やること
1 - 元の文章から、「次にパ・ドゥ・ブーレ・ドゥス」から「採り入れることが多いパです。」までの部分を一字も変えずに書き写してください。
2 - 元の文章では、「ドゥシュ」という言葉をどういう意味だと説明していますか。

元の文章
==*==

バレエ・メソッド アンサンブル・ド・ミューズ スタイル

クラシック・バレエの実際のレッスンをモデルとして、正確に無理なく美しく動き踊るためのヒントやアドバイスをお伝えします。

パ・ドゥ・ブーレ

2017-02-22 16:38:15 | 日記
片方の脚をルティレク・ドゥ・ピエにピック・アップするパ・ドゥ・ブーレを練習しましたので、もう一つのパ・ドゥ・ブーレ、シュル・レ・ポワントでのパ・ドゥ・ブーレも練習しましょう。
まずはパ・ドゥ・ブーレ・ドゥシュから。
左脚前5番ドゥミ・プリエ→右脚ポワン・タンジュ・ア・ラ・スゴンド→トルソーを右脚の上に押し上げて右脚前左脚後ろの5番ドゥミ・ポワント→右脚をア・ラ・スゴンドに開いて2番ドゥミ・ポワント→右脚にトルソーを移し左脚前の5番ドゥミ・プリエ。 
動き収めの5番ドゥミ・ポワントのときに、後から引きつけた脚が前側になっていますね。ですからドゥシュ(=前に、上に)です。
次にパ・ドゥ・ブーレ・ドゥス
右脚前5番ドゥミ・プリエ→右脚ポワン・タンジュ・ア・ラ・スゴンド→トルソーを右脚の上に押し上げて右脚後ろ左脚前の5番ドゥミ・ポワント→右脚をア・ラ・スゴンドに開いて2番ドゥミ・ポワント→右脚にトルソーを移し左脚後ろの5番ドゥミ・プリエ。
動き収めの5番ドゥミ・ポワントのときに、後から引きつけた脚が後ろ側になっていますね。ですからドゥス(=後ろに、下に)です。
これがパ・ドゥ・ブーレの基本の≪基≫です。
ドウシュとドゥスの違い、わかりますか?
とくにパ・ドゥ・ブーレ・ドゥシュは、ピルエット・アン・ドゥオールに先行するパとして、グラン・ジャンプの助走のパとして、アンシェヌマンに採り入れることが多いパです。
また、助走のパとしてパ・ドゥ・ブーレのあとにシャセやグリッサードを繋ぐ場合、5番ドゥミ・プリエに収めるのではなく、クロワゼの4番ドゥミ・プリエに収めて次に繋いだりします。このとき、パ・ドゥ・ブーレの脚の動きが狂ってしまうと、次につながるパを妨げることになってしまいます
大事なポイントは…、
ポワン・タンジュした右脚の上にトルソーを押し上げるとき、右膝を曲げてはいけません。

==*==

データ一覧

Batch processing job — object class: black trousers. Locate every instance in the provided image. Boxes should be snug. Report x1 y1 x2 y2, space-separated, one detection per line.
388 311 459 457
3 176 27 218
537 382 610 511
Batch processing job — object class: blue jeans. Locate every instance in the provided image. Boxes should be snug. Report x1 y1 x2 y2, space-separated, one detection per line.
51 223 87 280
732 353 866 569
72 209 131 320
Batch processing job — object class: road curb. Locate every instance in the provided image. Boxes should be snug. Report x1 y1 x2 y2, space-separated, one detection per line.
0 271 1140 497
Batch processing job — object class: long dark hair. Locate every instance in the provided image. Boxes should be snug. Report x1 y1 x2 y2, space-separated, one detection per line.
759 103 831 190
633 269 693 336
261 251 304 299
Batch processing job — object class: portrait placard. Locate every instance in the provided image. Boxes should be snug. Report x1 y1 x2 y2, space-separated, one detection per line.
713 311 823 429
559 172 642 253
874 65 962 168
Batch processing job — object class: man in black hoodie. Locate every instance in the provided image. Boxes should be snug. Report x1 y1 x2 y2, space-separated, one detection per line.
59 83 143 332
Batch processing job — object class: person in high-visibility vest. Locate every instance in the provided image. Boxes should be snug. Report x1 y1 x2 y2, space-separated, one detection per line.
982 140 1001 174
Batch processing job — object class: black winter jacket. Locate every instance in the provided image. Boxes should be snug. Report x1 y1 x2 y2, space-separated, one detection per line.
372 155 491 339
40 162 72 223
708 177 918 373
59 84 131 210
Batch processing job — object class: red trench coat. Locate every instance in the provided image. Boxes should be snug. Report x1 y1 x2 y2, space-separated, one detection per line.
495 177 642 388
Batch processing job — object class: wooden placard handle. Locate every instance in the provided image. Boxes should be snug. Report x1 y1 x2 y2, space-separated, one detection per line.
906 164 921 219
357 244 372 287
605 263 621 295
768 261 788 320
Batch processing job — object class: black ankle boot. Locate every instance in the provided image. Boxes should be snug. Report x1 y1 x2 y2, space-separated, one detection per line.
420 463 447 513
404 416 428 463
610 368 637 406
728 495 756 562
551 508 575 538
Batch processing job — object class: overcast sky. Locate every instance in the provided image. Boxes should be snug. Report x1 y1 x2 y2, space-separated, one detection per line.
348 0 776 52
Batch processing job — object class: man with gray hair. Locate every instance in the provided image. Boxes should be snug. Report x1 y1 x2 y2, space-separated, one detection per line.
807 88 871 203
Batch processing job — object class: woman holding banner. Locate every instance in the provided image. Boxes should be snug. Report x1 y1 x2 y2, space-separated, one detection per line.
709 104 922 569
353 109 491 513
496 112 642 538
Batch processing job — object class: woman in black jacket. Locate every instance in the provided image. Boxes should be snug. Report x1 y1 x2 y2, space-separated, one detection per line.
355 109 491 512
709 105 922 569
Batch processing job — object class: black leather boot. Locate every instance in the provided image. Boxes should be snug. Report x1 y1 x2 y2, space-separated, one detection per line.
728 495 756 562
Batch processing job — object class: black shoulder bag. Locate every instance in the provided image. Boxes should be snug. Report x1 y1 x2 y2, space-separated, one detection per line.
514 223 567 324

==*==

期待する答え
1 -
次にパ・ドゥ・ブーレ・ドゥス
右脚前5番ドゥミ・プリエ→右脚ポワン・タンジュ・ア・ラ・スゴンド→トルソーを右脚の上に押し上げて右脚後ろ左脚前の5番ドゥミ・ポワント→右脚をア・ラ・スゴンドに開いて2番ドゥミ・ポワント→右脚にトルソーを移し左脚後ろの5番ドゥミ・プリエ。
動き収めの5番ドゥミ・ポワントのときに、後から引きつけた脚が後ろ側になっていますね。ですからドゥス(=後ろに、下に)です。
これがパ・ドゥ・ブーレの基本の≪基≫です。
ドウシュとドゥスの違い、わかりますか?
とくにパ・ドゥ・ブーレ・ドゥシュは、ピルエット・アン・ドゥオールに先行するパとして、グラン・ジャンプの助走のパとして、アンシェヌマンに採り入れることが多いパです。

2 - 「前に、上に」という意味です。